At the national level, the apartment demand resurgence that began in the back half of 2020 has continued through the first four months of this year. This demand has allowed for the reemergence of rent growth, even despite elevated deliveries compared to recent years. Of course, market-level results are quite disparate. As part of our ongoing series evaluating specific markets, Houston is up next.
As always, only conventional properties of at least 50 units will be included.
New Supply and Net Absorption
Unlike the nation as a whole, deliveries through April for the Houston market are down compared to last year, though, the pipeline has remained quite active. Around 5,300 new units were delivered through the first four months of the year after just over 6,000 new units were brought to market through April of 2020. The Greenway Plaza and Midtown – Montrose – Museum District submarkets added the most new units, with about 950 and 850 new units, respectively. Overall, less than one-third of Greater Houston submarkets had any new supply in the period.
Multifamily demand was more than sufficient to offset these new units. As a result, average occupancy rose by 0.6% to 89% to close April. That average occupancy gain was better than in the same portion of not only 2020, but 2019 as well. Net absorption totaling almost 7,800 units represented quite a bounce back compared to last year when less than 2,000 net units were absorbed through the first four months of the year with the pandemic in its early days. This year’s level of demand was also nearly 50% higher than that from 2019. The bulk of the absorption, around 6,600 net units, came from Class A and Class B properties.
Average Effective Rent and Lease Concessions
Many markets around the country saw demand rebound in the second half of last year, but not rent growth. This year, with sustained robust demand and improving market conditions related to the economy and the pandemic, rent growth has returned. Houston is a market that has fit this paradigm. After losing about 0.5% in average effective rent last year, the area gained 2.3% through April of this year. That gain was obviously better than last year’s, but it was also more than double the increase from the first four months of 2019. In terms of price class, the strongest growth was in the higher tiers, while Class D properties lost 0.4% at the average. The Memorial – Uptown, Heights, and The Woodlands – Far North submarkets each gained at least 5% in average effective rent – led by a nearly 9% gain in the Memorial – Uptown area.
One factor that has aided rent growth is an encouraging, though small, decrease in reliance on lease concessions. Concession availability remains elevated with 40% of conventional properties offering a discount, but availability is down almost 5% from the start of the year. Similarly, though the average discount value remains above the national average at a little more than 3.5 weeks off a 12-mnth lease, there was an almost 5% decrease in that average value to start the year. Even though these reductions are not huge, and overall availability and value of concessions remain high, it is an encouraging sign to see a break in their upward trajectory.
2020 was a rocky year for Houston multifamily to be sure. An unfortunately timed increase in new supply was met with muted demand thanks to the COVID-19 pandemic and the fallout from the associated response measures. The result was substantially increased lease concessions and negative rent growth for the year. Through April of 2021, the picture has been quite different. Deliveries were down compared to last year, demand was very strong, and rent growth roared back to the tune of more than 2% growth. With the continued rollout of the COVID-19 vaccine and increasing economic activity, the Houston market appears to be well-positioned for a bounce back year in 2021.

(Stored records)
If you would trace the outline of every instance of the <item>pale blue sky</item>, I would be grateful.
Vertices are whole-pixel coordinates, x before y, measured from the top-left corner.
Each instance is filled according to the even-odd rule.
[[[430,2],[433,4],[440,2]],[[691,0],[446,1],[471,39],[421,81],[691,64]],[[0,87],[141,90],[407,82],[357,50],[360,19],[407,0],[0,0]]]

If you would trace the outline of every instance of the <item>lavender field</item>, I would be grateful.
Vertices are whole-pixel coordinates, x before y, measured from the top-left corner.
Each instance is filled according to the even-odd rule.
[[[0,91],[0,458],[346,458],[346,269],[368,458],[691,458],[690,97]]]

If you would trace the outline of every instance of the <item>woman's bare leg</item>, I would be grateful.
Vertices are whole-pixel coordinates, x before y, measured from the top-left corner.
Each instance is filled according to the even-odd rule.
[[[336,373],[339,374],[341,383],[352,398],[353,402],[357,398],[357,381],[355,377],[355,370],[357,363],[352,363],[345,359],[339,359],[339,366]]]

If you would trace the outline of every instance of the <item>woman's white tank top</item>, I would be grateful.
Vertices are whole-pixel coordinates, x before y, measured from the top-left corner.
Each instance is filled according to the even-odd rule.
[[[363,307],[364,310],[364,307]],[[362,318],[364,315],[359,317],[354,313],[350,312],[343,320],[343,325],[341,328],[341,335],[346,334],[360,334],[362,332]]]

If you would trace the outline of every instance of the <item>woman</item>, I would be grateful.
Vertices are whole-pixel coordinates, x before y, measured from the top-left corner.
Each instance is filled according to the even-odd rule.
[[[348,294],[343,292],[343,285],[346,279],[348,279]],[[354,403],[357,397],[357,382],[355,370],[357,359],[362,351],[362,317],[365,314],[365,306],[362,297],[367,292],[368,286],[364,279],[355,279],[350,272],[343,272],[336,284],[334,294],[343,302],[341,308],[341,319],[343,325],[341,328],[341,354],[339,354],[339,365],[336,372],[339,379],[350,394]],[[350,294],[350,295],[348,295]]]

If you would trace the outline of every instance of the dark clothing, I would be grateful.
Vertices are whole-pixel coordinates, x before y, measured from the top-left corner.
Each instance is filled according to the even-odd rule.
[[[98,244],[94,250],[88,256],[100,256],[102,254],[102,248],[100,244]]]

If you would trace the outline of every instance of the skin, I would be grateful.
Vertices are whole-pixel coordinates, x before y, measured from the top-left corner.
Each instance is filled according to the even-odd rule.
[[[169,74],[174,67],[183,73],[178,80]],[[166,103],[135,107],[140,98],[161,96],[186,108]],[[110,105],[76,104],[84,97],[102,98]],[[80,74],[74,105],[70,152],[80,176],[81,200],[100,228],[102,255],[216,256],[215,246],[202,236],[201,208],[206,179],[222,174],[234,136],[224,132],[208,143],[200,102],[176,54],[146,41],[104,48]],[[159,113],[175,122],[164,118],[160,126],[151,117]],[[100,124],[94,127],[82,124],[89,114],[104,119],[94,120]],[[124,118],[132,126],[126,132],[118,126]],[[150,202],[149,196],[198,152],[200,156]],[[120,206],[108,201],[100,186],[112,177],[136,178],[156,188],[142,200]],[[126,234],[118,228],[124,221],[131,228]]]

▶ _Exercise directions_:
Return the passage of the Houston apartment market report that runs from "New Supply and" up to and including "in the period.", copied word for word.

▶ _Answer section_:
New Supply and Net Absorption
Unlike the nation as a whole, deliveries through April for the Houston market are down compared to last year, though, the pipeline has remained quite active. Around 5,300 new units were delivered through the first four months of the year after just over 6,000 new units were brought to market through April of 2020. The Greenway Plaza and Midtown – Montrose – Museum District submarkets added the most new units, with about 950 and 850 new units, respectively. Overall, less than one-third of Greater Houston submarkets had any new supply in the period.